The records that follow must be transcribed in full, without any change.

--- PROVIDED RECORDS Enclosed Below ---

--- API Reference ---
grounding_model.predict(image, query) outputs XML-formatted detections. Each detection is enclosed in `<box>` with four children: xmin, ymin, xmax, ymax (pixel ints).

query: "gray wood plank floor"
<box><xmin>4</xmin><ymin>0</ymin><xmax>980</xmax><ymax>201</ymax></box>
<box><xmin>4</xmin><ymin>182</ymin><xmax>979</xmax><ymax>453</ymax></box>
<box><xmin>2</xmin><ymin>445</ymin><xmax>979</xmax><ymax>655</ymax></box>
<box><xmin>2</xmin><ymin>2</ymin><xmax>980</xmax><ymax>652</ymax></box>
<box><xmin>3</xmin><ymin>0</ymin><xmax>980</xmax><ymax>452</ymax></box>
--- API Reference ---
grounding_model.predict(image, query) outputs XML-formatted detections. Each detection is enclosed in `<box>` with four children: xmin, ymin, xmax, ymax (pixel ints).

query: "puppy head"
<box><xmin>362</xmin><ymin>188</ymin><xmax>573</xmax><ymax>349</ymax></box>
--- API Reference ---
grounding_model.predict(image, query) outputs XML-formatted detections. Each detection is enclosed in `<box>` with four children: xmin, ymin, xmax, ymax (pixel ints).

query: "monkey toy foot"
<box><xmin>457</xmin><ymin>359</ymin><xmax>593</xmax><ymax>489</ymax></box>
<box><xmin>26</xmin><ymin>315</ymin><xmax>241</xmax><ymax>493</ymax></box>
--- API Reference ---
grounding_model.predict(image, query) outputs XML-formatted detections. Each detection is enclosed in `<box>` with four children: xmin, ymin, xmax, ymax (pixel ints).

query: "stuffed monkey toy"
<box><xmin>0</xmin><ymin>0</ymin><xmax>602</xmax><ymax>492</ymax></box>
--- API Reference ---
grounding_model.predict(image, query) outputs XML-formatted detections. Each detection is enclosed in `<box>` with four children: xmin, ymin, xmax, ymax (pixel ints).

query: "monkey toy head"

--- End of Enclosed PROVIDED RECORDS ---

▶ **EXERCISE RESPONSE**
--- API Reference ---
grounding_model.predict(image, query) outputs XML-formatted detections. Each detection is enclosed in `<box>` with four children: xmin, ymin, xmax, ymax (pixel ints).

query: "gray wood plank floor"
<box><xmin>4</xmin><ymin>0</ymin><xmax>980</xmax><ymax>201</ymax></box>
<box><xmin>4</xmin><ymin>182</ymin><xmax>979</xmax><ymax>453</ymax></box>
<box><xmin>2</xmin><ymin>445</ymin><xmax>979</xmax><ymax>655</ymax></box>
<box><xmin>2</xmin><ymin>2</ymin><xmax>980</xmax><ymax>652</ymax></box>
<box><xmin>3</xmin><ymin>0</ymin><xmax>980</xmax><ymax>452</ymax></box>
--- API Reference ---
grounding_model.predict(image, query) outputs XML-formatted detections. Each detection is enclosed in `<box>` with four children: xmin, ymin, xmax, ymax (pixel ints).

query: "puppy head"
<box><xmin>362</xmin><ymin>188</ymin><xmax>573</xmax><ymax>349</ymax></box>
--- API Reference ---
grounding_model.predict(image, query) outputs XML-formatted detections. Each detection is enclosed in `<box>` with four children: xmin, ymin, xmax, ymax (pixel ints).

query: "monkey toy foot"
<box><xmin>457</xmin><ymin>359</ymin><xmax>593</xmax><ymax>489</ymax></box>
<box><xmin>26</xmin><ymin>315</ymin><xmax>241</xmax><ymax>493</ymax></box>
--- API Reference ---
grounding_model.predict(image, query) outputs XML-formatted detections. Each detection is enclosed in `<box>` with four children: xmin, ymin, xmax, ymax (pixel ints).

query: "stuffed monkey toy"
<box><xmin>0</xmin><ymin>0</ymin><xmax>602</xmax><ymax>492</ymax></box>
--- API Reference ---
grounding_model.predict(image, query) outputs XML-formatted detections. Each detection is enclosed in `<box>` with four children: xmin, ymin, xmax, ymax (pixel ints).

query: "monkey toy head"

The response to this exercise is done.